Entries taken from a collection
^^^^
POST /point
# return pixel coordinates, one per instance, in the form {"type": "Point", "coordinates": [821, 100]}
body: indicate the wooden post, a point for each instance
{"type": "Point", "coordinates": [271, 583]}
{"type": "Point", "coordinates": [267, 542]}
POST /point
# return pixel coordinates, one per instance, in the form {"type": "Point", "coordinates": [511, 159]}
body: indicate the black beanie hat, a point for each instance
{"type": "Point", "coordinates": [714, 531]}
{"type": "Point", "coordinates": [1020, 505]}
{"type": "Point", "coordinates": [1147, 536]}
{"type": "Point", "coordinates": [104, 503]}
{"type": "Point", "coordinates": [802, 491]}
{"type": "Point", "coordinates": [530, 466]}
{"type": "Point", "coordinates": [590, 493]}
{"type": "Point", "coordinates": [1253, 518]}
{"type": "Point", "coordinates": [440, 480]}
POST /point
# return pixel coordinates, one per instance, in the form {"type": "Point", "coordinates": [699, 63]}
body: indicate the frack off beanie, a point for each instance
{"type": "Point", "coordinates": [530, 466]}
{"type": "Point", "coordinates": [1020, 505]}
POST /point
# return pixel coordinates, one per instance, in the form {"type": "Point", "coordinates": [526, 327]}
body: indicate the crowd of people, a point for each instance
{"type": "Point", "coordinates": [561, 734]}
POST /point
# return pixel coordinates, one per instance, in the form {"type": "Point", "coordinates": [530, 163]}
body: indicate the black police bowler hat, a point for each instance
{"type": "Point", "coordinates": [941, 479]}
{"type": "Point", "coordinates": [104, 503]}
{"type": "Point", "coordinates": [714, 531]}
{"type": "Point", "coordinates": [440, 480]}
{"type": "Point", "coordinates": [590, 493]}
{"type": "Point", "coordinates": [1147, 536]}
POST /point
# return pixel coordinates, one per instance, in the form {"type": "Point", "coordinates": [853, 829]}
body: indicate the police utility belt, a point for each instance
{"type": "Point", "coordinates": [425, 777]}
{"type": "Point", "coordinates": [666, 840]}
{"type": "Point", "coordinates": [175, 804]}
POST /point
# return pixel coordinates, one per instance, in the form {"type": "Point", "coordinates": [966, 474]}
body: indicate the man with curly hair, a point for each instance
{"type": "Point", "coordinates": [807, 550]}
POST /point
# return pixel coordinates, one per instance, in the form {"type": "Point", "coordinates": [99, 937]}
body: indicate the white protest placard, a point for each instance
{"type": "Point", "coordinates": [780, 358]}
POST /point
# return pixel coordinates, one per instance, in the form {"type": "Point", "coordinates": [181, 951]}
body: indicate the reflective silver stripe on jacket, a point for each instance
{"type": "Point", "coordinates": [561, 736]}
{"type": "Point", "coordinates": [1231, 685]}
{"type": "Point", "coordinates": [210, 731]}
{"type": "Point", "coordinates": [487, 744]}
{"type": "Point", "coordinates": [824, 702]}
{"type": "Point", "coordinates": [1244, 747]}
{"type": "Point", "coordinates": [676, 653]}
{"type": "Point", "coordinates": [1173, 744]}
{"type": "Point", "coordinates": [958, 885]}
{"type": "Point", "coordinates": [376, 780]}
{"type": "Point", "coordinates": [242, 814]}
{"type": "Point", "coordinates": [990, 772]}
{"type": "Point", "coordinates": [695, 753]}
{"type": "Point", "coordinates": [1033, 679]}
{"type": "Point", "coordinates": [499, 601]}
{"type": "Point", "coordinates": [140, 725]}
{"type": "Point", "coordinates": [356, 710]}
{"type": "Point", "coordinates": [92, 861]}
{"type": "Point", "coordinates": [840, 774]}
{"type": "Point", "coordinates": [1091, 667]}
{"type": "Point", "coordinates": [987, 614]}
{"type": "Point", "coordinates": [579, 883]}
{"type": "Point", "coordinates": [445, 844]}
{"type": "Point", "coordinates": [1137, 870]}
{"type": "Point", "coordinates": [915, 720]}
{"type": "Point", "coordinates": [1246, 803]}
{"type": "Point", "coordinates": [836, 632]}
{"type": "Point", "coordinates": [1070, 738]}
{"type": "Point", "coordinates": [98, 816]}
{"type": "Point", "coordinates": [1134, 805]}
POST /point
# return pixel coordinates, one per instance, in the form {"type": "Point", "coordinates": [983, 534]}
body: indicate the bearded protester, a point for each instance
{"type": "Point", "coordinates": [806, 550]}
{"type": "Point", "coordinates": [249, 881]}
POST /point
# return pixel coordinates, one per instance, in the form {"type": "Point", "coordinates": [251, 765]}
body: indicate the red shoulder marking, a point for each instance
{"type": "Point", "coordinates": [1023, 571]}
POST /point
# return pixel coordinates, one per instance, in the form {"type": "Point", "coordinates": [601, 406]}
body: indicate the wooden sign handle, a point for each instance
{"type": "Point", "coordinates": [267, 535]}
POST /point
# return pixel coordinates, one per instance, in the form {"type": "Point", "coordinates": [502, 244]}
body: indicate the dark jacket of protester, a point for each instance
^^^^
Everything in the listing above should be restated exactly.

POST /point
# return pixel coordinates, one per instance, in the form {"type": "Point", "coordinates": [821, 100]}
body: indicate the wooden post, a point for each instance
{"type": "Point", "coordinates": [271, 583]}
{"type": "Point", "coordinates": [267, 542]}
POST /point
# return pixel coordinates, one per instance, in the form {"type": "Point", "coordinates": [511, 159]}
body: indicate the black beanie hat, a point for each instance
{"type": "Point", "coordinates": [714, 531]}
{"type": "Point", "coordinates": [1020, 505]}
{"type": "Point", "coordinates": [1147, 536]}
{"type": "Point", "coordinates": [104, 503]}
{"type": "Point", "coordinates": [802, 491]}
{"type": "Point", "coordinates": [530, 466]}
{"type": "Point", "coordinates": [590, 493]}
{"type": "Point", "coordinates": [1253, 518]}
{"type": "Point", "coordinates": [440, 480]}
POST /point
# return pixel coordinates, one per instance, in the form {"type": "Point", "coordinates": [699, 63]}
body: indicate the frack off beanie, a point for each instance
{"type": "Point", "coordinates": [530, 466]}
{"type": "Point", "coordinates": [1020, 505]}
POST /point
# return pixel coordinates, one per instance, in the form {"type": "Point", "coordinates": [526, 327]}
body: indicate the crowd of people, a point for each instance
{"type": "Point", "coordinates": [561, 734]}
POST /point
# return pixel coordinates, one per instance, in the form {"type": "Point", "coordinates": [530, 163]}
body: indicate the black police bowler hat, a point for each instance
{"type": "Point", "coordinates": [941, 479]}
{"type": "Point", "coordinates": [104, 503]}
{"type": "Point", "coordinates": [714, 531]}
{"type": "Point", "coordinates": [440, 480]}
{"type": "Point", "coordinates": [590, 493]}
{"type": "Point", "coordinates": [1147, 536]}
POST /point
# return pixel coordinates, one per instance, in the form {"type": "Point", "coordinates": [853, 829]}
body: indicate the police utility belt, a point for each instance
{"type": "Point", "coordinates": [425, 777]}
{"type": "Point", "coordinates": [666, 840]}
{"type": "Point", "coordinates": [175, 804]}
POST /point
# return pixel coordinates, one per instance, in the form {"type": "Point", "coordinates": [966, 474]}
body: indicate the man with curly hair, a point for each instance
{"type": "Point", "coordinates": [807, 550]}
POST /point
# return pixel coordinates, one per instance, in the form {"type": "Point", "coordinates": [99, 937]}
body: indicate the white protest placard, a point for each instance
{"type": "Point", "coordinates": [780, 358]}
POST /point
# return pixel coordinates, one per instance, in the form {"type": "Point", "coordinates": [181, 951]}
body: indicate the reflective silver stripe on jacket, a point for each instance
{"type": "Point", "coordinates": [561, 736]}
{"type": "Point", "coordinates": [1231, 685]}
{"type": "Point", "coordinates": [210, 731]}
{"type": "Point", "coordinates": [487, 744]}
{"type": "Point", "coordinates": [824, 702]}
{"type": "Point", "coordinates": [1244, 747]}
{"type": "Point", "coordinates": [676, 653]}
{"type": "Point", "coordinates": [1173, 744]}
{"type": "Point", "coordinates": [958, 885]}
{"type": "Point", "coordinates": [376, 780]}
{"type": "Point", "coordinates": [242, 814]}
{"type": "Point", "coordinates": [990, 772]}
{"type": "Point", "coordinates": [695, 753]}
{"type": "Point", "coordinates": [1033, 679]}
{"type": "Point", "coordinates": [499, 601]}
{"type": "Point", "coordinates": [140, 725]}
{"type": "Point", "coordinates": [356, 710]}
{"type": "Point", "coordinates": [92, 861]}
{"type": "Point", "coordinates": [840, 774]}
{"type": "Point", "coordinates": [1091, 667]}
{"type": "Point", "coordinates": [987, 614]}
{"type": "Point", "coordinates": [579, 883]}
{"type": "Point", "coordinates": [445, 844]}
{"type": "Point", "coordinates": [1137, 870]}
{"type": "Point", "coordinates": [915, 720]}
{"type": "Point", "coordinates": [1246, 803]}
{"type": "Point", "coordinates": [836, 632]}
{"type": "Point", "coordinates": [1070, 738]}
{"type": "Point", "coordinates": [98, 816]}
{"type": "Point", "coordinates": [1134, 805]}
POST /point
# return pixel coordinates, one per instance, in the form {"type": "Point", "coordinates": [983, 534]}
body: indicate the bearded protester, a point for each instance
{"type": "Point", "coordinates": [806, 550]}
{"type": "Point", "coordinates": [249, 881]}
POST /point
# return pixel coordinates, one per instance, in the form {"type": "Point", "coordinates": [251, 765]}
body: indicate the red shoulder marking, a point for each instance
{"type": "Point", "coordinates": [1023, 571]}
POST /point
# return pixel coordinates, one per instance, in the form {"type": "Point", "coordinates": [601, 406]}
body: indicate the wooden sign handle, a point for each instance
{"type": "Point", "coordinates": [267, 535]}
POST /point
# return pixel coordinates, one per instance, in the form {"type": "Point", "coordinates": [502, 244]}
body: indicate the dark jacket of protester, a point for each instance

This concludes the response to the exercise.